## Material for this exercise
-=-=-=-=-

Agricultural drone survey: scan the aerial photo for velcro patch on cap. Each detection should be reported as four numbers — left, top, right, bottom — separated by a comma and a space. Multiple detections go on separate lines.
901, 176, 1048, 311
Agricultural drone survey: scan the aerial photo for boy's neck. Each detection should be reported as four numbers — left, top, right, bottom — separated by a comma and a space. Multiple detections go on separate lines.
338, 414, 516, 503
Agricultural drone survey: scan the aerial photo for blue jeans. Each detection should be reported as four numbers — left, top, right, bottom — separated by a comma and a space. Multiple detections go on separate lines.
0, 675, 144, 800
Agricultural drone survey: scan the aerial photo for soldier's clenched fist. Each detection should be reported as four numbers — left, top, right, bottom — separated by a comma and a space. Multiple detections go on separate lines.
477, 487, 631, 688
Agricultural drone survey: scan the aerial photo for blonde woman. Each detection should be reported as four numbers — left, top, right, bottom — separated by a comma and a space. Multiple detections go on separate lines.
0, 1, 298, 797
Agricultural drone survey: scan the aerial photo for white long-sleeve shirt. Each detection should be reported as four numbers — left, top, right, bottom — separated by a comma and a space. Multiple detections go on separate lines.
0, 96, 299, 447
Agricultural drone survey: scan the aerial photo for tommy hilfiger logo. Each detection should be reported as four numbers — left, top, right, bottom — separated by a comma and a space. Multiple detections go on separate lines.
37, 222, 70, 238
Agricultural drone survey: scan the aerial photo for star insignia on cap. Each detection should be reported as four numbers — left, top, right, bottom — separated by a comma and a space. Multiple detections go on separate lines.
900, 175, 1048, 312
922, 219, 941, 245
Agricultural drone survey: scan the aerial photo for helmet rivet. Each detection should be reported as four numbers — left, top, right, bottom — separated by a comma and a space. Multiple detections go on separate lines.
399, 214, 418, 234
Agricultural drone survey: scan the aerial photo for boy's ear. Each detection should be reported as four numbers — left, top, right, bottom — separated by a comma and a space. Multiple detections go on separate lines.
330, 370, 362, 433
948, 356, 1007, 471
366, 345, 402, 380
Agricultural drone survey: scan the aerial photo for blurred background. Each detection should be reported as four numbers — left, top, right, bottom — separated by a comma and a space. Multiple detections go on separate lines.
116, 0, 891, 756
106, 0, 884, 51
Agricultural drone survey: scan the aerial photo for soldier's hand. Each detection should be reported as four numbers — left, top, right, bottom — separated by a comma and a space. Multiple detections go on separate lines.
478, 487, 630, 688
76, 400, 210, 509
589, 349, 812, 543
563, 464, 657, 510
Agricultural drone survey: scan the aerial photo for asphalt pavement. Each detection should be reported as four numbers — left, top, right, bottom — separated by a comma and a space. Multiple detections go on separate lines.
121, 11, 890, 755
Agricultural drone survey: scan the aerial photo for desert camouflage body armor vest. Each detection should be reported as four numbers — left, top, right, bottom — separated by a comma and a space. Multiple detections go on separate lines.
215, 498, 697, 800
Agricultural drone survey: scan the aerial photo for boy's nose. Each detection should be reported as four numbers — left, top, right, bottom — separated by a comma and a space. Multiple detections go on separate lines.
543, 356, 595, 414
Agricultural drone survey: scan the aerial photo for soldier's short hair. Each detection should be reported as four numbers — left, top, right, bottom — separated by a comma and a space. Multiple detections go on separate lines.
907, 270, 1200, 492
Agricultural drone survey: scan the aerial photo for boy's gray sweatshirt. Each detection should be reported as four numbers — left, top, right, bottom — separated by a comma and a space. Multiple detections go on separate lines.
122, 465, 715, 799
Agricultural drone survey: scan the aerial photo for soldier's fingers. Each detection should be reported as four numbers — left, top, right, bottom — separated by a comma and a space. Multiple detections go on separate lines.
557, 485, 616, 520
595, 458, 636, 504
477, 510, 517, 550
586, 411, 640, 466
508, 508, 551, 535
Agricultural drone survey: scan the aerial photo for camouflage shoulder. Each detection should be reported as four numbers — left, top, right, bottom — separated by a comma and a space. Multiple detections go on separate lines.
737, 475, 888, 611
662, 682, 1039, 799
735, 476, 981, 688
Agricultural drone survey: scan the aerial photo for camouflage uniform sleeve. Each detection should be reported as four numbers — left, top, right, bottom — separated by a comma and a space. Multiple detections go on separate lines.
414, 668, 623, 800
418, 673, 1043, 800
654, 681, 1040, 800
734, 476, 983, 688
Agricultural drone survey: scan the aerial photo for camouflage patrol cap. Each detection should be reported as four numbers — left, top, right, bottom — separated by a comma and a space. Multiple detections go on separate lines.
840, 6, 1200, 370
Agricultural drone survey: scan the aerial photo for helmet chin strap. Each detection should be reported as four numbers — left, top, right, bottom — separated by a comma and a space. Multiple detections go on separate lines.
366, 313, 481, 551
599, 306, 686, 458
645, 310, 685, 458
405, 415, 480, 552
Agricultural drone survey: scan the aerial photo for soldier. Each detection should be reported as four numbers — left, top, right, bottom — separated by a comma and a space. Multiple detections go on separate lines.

-=-=-=-=-

## Work item
Exactly as given, set down all of the lines above.

## Written answer
Agricultural drone survey: scan the aerial photo for velcro patch on cap. Each detection should be reported as four numbers — left, top, right, bottom — separated by a comma and a space. Multiple detections go on separate lines.
901, 176, 1048, 311
Agricultural drone survey: scan the aerial photo for boy's neck. Each detection should be reported as four numbers — left, top, right, bottom — separated by a comma and a space. Multiple detections go on separate lines.
338, 414, 516, 503
Agricultural drone survey: scan the aerial photo for blue jeans. Each detection should be reported as four numbers — left, top, right, bottom — separated by a comma and a space. Multiple detections go on separate lines.
0, 675, 144, 800
Agricultural drone survey: scan the aerial photo for soldier's clenched fist. Each detection should be reported as four numbers — left, top, right, bottom — separated by a comma and a space. Multiple detections go on separate lines.
477, 487, 631, 688
Agricultural drone survey: scan the aerial photo for blonde woman. Each detection should be reported as four numbers — left, top, right, bottom — separated by a comma and a space. Multiple detections go on separate lines.
0, 1, 298, 797
Agricultural drone survey: scan the aerial photo for white long-sleeve shirt. Each detection should be reported as four numbers — left, top, right, bottom — separated by a comma and a space. Multiple detections go on separate lines.
0, 96, 299, 447
Agricultural drone survey: scan the aerial photo for tommy hilfiger logo. Each detection should be reported as four numbers — left, top, right, bottom — separated by a comma and a space. Multiple detections go on separate lines.
37, 222, 70, 238
Agricultural drone survey: scan the aerial photo for star insignia on cap. Each detection should be reported as four numbers — left, top, right, bottom — separated by a comma and a space. Multiple detections go on separate lines.
900, 175, 1048, 312
922, 219, 941, 245
Agricultural drone survey: scan the aerial photo for helmet rivet. Each detection should be reported as four numbers — left, top, right, bottom — separated by a comma and a space. Multiple detections go on separate lines.
399, 214, 418, 234
Agricultural drone survey: scan the aerial photo for boy's ear. Each detection should be reported as four numbers — left, top, right, bottom — separated by a comma and a space. Multiple detections go on separate lines.
330, 370, 362, 433
948, 356, 1007, 471
366, 345, 402, 380
Agricultural drone survey: scan the aerial photo for blurred background. Each detection should be reported as four numbers — left, top, right, bottom — separated by a comma and a space. Multiple detections go on separate lines.
116, 0, 891, 756
106, 0, 884, 51
Agricultural drone survey: scan the aerial photo for soldier's hand. Each detection should be reported as four numbers — left, top, right, bottom — separated by a comma and a space. Multiple detections go on separate lines.
478, 487, 630, 688
76, 400, 210, 509
589, 349, 812, 543
563, 464, 657, 510
Agricultural drone survey: scan the aerial photo for asphalt pavement. Each detection should be reported as four numbers — left, top, right, bottom — separated by a comma and a space. Multiple detections go on separate lines.
121, 11, 890, 755
Agricultural drone survey: scan the aerial photo for desert camouflage body armor vest. Each detection should be reported as four numbers — left, top, right, bottom — separated by a comma and a space. Multiple detections go on separate lines.
215, 498, 697, 800
Agricultural drone survey: scan the aerial photo for boy's nose. Each detection should be reported as four numbers — left, top, right, bottom — separated by a comma and a space. Multiple detections go on separate lines.
543, 356, 595, 414
Agricultural drone survey: scan the aerial photo for soldier's short hair. Each detection should be reported as four numbers — left, top, right, bottom — separated by a comma and a space. Multiple detections go on separate lines.
907, 270, 1200, 492
Agricultural drone survey: scan the aerial photo for boy's gray sweatshirt. Each detection should be reported as four numbers — left, top, right, bottom — separated by a comma and a space. Multiple detections go on separate lines.
122, 465, 715, 799
Agricultural drone survey: scan the aerial photo for soldier's fingers. Each detection should be reported as four numbers — left, top, right, bottom — separated by a comma and a space. Multiple detections go on separate lines.
557, 485, 616, 520
595, 458, 636, 504
477, 510, 517, 550
586, 411, 640, 466
508, 508, 551, 535
Agricultural drone survey: scan the aerial photo for camouflage shoulder. Each detection should be reported as four numbers — left, top, right, bottom — separated by a comma and a space. Multiple detections go on separate lines.
737, 475, 888, 611
662, 682, 1039, 799
735, 476, 981, 688
Agricultural drone survey: scan the aerial photo for camouflage uniform sleeve. Each detection should be reported as four numbers — left, top, right, bottom — separated by a comma and a space. Multiple detections go on separate lines.
414, 668, 623, 800
418, 673, 1043, 800
654, 681, 1040, 800
734, 476, 983, 688
Agricultural drone survey: scan the aerial photo for camouflage patrol cap. Each detection should be reported as four numbers — left, top, right, bottom — separated by a comma and a space. Multiple detections go on separate lines.
840, 6, 1200, 370
Agricultural drone survey: scan the aerial photo for helmet chin strap. Each detection should be reported as four numbers — left, top, right, bottom — separated by a comma and a space. Multiple detections go on separate lines.
366, 313, 481, 551
599, 306, 686, 458
645, 310, 685, 458
405, 415, 480, 552
Agricultural drone survey: scan the aerial photo for soldier. Each detection should be reported as four numbers — left, top, right, bottom — separated by a comma and a space. Multiple detections go on separate lines.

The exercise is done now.